WORK INSTRUCTIONS
Check every line of the entries for "below", and copy the lines that hold it.

=====

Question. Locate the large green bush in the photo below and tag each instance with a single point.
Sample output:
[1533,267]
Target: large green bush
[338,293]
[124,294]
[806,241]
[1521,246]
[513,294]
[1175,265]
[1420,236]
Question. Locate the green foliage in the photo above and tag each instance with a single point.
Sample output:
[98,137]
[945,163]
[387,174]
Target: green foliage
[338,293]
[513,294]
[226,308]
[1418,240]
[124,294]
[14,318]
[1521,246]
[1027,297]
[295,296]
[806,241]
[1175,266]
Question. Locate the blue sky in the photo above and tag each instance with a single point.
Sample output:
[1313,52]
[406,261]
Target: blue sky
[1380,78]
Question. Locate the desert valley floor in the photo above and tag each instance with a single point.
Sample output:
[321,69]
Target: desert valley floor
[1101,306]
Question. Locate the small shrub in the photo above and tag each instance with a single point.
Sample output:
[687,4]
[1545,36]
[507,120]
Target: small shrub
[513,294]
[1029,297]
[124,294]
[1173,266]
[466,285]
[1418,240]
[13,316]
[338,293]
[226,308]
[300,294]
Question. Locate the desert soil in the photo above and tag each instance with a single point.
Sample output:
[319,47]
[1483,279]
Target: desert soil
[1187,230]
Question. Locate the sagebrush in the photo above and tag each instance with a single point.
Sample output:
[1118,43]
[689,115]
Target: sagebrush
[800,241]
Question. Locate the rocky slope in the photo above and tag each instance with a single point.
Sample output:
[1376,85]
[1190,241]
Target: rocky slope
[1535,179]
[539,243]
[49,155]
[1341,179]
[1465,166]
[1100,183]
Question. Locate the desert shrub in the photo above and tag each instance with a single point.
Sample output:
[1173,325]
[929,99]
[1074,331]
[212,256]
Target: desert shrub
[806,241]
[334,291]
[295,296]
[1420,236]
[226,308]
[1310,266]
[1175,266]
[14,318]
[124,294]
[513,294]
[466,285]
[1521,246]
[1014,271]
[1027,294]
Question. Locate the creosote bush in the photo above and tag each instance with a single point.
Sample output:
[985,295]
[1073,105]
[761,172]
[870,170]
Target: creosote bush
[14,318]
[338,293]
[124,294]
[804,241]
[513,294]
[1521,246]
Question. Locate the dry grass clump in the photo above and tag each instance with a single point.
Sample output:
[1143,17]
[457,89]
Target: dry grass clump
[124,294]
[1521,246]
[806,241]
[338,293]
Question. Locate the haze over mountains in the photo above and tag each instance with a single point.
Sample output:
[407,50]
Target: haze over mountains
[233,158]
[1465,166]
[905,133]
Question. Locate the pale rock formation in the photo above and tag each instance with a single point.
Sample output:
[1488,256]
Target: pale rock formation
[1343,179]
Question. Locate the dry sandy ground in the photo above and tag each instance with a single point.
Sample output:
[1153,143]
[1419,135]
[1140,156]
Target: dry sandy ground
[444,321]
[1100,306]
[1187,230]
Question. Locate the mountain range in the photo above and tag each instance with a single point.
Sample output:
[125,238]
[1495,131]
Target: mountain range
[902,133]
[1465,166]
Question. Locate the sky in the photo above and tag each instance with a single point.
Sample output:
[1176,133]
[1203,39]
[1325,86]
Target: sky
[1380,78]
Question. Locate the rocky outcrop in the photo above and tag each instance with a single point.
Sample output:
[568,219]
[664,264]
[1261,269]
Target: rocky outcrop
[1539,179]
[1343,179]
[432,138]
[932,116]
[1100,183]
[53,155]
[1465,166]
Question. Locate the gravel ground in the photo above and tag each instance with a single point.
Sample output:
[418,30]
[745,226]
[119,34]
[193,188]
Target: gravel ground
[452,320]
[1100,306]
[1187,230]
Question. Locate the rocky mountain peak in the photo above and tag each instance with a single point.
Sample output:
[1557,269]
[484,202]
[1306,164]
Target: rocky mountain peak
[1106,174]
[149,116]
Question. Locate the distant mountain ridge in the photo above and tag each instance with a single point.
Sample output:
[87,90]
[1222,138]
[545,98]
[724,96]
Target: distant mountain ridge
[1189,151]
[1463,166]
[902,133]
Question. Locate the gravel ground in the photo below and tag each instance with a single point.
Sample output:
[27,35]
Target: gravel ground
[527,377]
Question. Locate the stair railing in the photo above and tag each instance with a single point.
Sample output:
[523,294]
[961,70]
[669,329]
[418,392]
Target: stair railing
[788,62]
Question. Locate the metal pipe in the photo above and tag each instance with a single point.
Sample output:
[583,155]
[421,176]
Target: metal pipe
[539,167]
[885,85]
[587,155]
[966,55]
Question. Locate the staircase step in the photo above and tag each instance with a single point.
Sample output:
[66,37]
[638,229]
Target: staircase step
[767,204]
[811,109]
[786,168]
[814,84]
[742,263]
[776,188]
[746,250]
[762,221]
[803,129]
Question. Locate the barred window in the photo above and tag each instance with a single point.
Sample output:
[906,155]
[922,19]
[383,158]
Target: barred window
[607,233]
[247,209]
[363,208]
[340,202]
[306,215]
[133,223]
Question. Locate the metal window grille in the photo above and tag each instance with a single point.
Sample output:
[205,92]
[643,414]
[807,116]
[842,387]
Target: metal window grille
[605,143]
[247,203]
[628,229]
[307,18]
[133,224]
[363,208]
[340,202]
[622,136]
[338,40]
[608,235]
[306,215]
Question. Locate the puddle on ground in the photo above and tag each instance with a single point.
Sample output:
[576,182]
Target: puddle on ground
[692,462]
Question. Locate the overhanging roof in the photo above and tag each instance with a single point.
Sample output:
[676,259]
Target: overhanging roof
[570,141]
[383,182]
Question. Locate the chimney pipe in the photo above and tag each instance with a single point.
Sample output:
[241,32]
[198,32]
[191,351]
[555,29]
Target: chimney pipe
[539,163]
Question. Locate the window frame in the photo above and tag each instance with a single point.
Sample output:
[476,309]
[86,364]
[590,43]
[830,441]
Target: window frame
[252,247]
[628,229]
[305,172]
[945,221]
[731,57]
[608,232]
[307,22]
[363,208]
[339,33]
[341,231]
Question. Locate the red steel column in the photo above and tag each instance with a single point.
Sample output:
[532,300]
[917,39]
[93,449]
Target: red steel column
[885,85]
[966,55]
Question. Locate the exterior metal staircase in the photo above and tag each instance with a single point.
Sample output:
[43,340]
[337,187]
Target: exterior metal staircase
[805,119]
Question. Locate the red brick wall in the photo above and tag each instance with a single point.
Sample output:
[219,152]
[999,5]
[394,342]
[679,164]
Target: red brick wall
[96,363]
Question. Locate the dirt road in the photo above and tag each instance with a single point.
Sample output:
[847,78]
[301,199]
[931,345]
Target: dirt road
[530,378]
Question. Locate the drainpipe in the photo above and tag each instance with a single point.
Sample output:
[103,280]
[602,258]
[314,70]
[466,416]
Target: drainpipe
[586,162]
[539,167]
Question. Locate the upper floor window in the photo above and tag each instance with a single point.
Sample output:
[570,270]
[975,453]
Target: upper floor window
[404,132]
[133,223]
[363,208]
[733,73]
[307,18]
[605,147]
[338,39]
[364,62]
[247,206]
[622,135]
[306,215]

=====

SOLUTION FOR THIS PROBLEM
Question. Locate the large green bush in the photo below and tag each instance with a single point.
Question. Locate the gravel ground in the photo below and tag each instance with a single point.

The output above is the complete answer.